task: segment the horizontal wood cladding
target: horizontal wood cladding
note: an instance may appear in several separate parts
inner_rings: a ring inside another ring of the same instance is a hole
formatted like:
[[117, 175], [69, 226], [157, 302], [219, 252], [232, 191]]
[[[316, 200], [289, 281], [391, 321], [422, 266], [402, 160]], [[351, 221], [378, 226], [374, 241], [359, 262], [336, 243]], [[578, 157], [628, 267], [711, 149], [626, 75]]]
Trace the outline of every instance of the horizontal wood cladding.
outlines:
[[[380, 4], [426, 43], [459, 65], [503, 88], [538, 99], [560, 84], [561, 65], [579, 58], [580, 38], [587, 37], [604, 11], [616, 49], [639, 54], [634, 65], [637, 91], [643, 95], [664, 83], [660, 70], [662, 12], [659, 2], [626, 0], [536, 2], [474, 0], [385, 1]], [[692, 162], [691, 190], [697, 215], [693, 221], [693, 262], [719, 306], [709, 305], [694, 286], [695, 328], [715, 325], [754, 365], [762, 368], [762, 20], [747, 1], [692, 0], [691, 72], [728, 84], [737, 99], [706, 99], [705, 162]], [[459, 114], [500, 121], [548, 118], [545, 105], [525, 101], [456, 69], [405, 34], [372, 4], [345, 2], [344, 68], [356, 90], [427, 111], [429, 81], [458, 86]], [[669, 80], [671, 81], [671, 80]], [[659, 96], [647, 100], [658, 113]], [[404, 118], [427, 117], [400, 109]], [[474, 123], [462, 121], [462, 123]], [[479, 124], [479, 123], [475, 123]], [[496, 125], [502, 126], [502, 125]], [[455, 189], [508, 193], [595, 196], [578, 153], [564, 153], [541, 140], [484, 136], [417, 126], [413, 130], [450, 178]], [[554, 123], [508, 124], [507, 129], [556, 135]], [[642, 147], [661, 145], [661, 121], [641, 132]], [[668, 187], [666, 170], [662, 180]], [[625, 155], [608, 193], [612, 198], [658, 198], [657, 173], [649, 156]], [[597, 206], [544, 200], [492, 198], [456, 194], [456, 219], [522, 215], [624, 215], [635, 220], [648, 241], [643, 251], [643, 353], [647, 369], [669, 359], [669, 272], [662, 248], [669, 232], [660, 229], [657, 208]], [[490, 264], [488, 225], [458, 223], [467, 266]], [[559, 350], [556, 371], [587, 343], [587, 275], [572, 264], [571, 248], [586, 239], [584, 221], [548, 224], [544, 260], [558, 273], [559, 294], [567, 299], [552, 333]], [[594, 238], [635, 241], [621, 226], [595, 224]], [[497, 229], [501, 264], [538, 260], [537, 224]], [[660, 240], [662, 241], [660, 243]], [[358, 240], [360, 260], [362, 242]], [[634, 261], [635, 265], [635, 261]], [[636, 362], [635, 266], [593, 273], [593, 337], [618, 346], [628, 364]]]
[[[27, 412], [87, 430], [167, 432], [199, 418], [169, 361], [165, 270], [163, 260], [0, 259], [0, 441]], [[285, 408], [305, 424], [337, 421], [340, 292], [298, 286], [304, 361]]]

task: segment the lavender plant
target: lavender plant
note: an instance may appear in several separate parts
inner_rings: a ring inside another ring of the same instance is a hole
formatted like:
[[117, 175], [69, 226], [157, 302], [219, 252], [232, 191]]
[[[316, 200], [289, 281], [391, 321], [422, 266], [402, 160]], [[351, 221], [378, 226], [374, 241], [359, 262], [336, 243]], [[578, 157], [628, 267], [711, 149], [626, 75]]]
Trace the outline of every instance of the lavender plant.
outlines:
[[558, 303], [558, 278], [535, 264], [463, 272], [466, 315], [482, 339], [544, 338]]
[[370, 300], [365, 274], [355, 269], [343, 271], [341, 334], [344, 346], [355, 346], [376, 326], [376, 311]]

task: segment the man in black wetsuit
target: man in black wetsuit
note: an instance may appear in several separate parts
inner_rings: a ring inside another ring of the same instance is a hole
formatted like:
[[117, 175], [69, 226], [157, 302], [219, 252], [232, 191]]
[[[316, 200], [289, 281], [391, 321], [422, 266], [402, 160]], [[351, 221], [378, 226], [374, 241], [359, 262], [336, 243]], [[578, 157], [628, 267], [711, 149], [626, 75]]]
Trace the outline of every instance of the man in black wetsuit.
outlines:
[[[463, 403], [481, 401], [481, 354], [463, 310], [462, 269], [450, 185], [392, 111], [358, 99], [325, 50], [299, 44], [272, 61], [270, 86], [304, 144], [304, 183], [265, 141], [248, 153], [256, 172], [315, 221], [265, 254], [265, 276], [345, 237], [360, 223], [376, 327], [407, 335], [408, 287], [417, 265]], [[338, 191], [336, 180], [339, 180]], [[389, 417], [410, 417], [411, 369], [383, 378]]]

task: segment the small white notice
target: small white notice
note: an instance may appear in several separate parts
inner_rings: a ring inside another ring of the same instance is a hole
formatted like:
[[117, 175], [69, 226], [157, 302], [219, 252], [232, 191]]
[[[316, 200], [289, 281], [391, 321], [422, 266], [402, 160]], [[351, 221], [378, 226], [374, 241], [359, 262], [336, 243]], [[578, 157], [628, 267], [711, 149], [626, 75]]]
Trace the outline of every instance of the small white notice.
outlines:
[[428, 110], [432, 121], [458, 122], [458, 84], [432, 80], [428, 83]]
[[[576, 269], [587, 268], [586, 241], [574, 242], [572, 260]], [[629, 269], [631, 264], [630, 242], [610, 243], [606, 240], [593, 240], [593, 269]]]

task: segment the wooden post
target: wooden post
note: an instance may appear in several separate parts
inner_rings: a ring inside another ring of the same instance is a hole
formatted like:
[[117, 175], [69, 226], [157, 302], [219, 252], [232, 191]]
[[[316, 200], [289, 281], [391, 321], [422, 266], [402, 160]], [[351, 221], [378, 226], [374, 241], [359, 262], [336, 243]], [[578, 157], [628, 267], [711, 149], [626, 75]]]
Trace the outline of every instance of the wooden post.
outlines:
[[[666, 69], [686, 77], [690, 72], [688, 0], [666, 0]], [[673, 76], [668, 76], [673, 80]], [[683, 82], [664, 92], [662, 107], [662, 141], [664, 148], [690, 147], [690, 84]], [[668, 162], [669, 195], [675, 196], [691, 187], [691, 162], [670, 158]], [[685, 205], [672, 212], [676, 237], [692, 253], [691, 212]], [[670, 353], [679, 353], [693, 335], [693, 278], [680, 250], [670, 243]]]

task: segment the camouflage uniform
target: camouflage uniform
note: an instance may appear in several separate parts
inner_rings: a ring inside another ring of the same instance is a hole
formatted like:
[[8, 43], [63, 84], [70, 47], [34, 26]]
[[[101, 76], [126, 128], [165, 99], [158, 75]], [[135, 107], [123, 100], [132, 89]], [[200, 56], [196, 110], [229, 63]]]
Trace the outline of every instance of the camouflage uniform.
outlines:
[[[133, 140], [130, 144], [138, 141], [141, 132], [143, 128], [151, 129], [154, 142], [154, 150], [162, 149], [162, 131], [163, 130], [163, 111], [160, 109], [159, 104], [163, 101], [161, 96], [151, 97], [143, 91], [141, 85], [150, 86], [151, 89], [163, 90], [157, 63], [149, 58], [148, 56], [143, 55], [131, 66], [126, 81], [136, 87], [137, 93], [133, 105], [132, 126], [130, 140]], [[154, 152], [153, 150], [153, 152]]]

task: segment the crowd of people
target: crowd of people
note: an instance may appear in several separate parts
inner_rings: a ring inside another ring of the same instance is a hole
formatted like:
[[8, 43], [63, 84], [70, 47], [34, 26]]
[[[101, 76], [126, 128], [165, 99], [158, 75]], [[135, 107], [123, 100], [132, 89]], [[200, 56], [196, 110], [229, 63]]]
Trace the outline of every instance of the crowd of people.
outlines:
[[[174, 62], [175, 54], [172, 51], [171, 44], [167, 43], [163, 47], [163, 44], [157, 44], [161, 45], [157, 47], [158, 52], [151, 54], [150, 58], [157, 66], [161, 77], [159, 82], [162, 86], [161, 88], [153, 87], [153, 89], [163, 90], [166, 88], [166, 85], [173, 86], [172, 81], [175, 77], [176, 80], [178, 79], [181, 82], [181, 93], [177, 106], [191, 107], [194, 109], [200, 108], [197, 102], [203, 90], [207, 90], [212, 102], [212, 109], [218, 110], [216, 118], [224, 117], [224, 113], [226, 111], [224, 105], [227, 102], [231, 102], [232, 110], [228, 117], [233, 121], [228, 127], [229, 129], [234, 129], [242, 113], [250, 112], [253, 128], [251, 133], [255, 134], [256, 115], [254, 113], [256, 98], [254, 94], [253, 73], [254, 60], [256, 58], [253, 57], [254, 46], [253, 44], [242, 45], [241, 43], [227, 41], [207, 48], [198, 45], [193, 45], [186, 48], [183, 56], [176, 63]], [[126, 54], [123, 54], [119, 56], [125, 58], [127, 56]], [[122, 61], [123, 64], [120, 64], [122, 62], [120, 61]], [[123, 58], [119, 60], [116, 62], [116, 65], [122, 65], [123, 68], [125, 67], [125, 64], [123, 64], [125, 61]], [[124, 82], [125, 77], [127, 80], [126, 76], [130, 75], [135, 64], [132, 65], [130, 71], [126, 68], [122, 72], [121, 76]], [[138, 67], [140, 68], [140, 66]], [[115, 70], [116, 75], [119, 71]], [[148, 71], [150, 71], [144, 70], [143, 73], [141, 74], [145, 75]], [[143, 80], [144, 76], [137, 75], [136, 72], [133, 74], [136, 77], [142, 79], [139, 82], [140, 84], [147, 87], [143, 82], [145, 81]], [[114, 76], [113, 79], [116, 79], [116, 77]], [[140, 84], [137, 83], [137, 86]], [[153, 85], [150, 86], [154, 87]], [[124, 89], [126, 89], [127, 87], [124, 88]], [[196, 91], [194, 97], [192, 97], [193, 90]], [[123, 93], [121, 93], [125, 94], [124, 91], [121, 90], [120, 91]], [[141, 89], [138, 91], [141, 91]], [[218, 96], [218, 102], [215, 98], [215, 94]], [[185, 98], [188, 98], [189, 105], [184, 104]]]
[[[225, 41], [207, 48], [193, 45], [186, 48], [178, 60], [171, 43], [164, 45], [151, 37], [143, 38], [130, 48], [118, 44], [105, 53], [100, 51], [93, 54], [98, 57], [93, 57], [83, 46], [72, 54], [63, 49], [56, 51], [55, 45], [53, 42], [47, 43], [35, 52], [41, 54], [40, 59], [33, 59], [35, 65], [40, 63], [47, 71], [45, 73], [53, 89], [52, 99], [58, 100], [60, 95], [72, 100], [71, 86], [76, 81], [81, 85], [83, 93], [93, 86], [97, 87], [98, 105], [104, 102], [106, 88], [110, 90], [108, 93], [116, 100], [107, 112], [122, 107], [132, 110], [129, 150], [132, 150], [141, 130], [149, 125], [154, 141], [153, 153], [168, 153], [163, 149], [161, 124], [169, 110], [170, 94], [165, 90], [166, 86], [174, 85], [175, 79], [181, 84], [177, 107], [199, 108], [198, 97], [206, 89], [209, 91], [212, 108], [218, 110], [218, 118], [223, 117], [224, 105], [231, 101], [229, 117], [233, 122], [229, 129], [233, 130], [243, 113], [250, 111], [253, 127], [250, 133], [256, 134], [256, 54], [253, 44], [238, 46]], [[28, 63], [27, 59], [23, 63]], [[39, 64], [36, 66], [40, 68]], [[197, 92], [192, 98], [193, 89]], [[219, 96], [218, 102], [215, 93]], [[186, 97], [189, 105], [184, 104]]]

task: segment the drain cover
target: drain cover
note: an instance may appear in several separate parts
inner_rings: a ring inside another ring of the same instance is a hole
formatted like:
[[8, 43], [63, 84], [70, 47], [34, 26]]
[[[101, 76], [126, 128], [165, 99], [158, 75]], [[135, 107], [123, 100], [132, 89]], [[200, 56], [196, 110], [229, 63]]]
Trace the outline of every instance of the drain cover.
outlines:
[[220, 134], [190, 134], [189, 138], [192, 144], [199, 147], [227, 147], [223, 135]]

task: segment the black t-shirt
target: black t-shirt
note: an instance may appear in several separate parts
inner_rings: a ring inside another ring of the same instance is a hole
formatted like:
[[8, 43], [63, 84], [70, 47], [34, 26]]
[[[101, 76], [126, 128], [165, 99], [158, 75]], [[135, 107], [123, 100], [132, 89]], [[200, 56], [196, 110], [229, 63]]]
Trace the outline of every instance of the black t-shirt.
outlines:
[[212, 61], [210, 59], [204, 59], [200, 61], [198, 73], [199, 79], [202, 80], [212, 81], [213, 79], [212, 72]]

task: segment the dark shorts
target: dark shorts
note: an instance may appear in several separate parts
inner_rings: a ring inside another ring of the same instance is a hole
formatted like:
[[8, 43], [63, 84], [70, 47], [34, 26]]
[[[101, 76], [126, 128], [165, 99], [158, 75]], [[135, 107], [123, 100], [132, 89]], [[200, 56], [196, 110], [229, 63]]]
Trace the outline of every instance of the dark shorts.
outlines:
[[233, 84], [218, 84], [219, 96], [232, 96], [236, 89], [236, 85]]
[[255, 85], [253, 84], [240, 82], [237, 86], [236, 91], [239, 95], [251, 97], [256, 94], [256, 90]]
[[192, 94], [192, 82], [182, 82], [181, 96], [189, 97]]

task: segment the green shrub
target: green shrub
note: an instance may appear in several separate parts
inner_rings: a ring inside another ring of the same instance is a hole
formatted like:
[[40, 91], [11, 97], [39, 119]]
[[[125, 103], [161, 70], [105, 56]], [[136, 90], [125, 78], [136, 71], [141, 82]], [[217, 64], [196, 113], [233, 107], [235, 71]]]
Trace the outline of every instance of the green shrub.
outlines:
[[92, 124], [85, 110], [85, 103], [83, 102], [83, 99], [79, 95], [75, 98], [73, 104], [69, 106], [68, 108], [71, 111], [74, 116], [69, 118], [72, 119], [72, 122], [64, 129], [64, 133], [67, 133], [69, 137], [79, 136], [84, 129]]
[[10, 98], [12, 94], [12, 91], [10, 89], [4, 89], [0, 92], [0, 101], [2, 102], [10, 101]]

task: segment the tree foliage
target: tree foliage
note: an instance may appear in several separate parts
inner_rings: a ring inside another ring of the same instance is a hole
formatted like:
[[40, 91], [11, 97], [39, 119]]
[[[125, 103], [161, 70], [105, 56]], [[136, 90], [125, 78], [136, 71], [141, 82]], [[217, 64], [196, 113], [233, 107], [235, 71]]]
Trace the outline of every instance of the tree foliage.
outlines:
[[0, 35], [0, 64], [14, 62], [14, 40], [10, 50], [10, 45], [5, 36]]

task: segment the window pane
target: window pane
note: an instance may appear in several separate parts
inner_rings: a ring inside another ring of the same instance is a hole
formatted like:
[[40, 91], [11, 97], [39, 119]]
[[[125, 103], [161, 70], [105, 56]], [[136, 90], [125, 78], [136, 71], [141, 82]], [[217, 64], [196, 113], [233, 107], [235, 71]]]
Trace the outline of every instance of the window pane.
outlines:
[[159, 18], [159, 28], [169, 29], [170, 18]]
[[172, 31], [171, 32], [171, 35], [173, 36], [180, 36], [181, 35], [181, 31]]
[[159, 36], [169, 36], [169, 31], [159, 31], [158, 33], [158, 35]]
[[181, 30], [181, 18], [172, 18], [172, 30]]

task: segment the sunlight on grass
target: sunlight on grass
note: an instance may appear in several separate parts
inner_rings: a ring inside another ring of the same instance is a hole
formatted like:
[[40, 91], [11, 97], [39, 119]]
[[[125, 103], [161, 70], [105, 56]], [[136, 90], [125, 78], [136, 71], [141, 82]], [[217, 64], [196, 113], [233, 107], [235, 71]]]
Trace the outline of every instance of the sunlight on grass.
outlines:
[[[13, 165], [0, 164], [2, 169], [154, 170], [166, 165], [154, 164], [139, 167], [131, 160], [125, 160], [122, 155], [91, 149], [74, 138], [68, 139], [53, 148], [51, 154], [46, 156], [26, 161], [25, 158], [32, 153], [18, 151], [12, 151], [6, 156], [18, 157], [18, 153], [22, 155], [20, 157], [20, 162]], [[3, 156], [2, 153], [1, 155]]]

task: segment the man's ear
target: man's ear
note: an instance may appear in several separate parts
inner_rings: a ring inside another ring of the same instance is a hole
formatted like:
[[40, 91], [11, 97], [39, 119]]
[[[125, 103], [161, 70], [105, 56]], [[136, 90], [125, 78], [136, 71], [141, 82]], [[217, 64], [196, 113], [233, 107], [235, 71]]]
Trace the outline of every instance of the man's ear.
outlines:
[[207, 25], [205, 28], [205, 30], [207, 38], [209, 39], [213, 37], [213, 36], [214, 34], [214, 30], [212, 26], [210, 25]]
---
WORK TO COMPLETE: Put everything in the records above, from the line containing "task: segment the camouflage uniform" down to the line containing "150], [153, 152]]]", into a numbered list with one line per item. Include both of those lines and omit any blank lines.

EXERCISE OUTPUT:
1. task: segment the camouflage uniform
2. target: camouflage uniform
3. note: an instance may appear in several separate parts
4. inner_rings: a ring inside another ring of the same instance is a hole
5. formatted like:
6. [[8, 43], [63, 84], [70, 47], [34, 26]]
7. [[[101, 76], [126, 128], [165, 99], [158, 75]], [[135, 107], [123, 100], [132, 89]], [[200, 56], [196, 110], [229, 63]]]
8. Trace the outline of every instance of the camouflage uniform.
9. outlines:
10. [[[133, 140], [130, 144], [138, 141], [141, 132], [143, 128], [151, 129], [154, 142], [154, 150], [162, 149], [162, 131], [163, 130], [163, 111], [160, 109], [159, 104], [163, 101], [161, 96], [151, 97], [143, 91], [141, 85], [150, 86], [151, 89], [163, 90], [157, 63], [149, 58], [148, 56], [143, 55], [131, 66], [126, 81], [136, 87], [137, 93], [133, 105], [132, 126], [130, 140]], [[154, 152], [153, 150], [153, 152]]]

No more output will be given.